[Saved entries]

=======

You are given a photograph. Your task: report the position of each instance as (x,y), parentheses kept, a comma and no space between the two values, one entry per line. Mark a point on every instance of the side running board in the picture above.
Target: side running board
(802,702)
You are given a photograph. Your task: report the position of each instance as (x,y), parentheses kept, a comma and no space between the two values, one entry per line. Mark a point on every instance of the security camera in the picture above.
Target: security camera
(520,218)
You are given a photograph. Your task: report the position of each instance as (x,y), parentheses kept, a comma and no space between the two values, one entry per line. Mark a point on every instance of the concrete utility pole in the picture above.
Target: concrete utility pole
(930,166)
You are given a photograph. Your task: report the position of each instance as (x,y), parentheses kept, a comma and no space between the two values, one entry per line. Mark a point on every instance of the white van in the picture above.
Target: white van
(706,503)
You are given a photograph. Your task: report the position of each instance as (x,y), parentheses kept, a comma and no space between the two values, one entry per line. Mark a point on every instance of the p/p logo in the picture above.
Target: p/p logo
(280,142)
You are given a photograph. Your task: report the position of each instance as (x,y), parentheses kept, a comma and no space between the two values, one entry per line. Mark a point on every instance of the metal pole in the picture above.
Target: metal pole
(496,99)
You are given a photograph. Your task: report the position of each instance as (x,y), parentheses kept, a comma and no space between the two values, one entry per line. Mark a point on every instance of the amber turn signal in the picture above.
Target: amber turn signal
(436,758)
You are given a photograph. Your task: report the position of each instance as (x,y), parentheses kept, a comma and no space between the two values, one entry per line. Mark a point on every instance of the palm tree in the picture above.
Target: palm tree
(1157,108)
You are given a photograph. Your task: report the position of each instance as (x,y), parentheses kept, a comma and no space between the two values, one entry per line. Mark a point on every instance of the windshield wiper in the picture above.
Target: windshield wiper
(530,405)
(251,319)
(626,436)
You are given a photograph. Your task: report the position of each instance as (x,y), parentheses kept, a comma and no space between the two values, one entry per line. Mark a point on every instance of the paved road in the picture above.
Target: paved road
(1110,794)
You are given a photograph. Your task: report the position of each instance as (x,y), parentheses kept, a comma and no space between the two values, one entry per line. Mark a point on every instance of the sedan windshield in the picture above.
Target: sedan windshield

=======

### Objective
Please copy, unchanged, the part of the records that starts with the line containing "van in the picture above." and ends with the line containing "Target: white van", both of those lines included.

### Reply
You are given a photograph. Your task: report the position of each instance as (x,y), parentheses kept, a comma and no space between the two values, one entry per line. Mark a point on every instance of the white van in the picture above.
Target: white van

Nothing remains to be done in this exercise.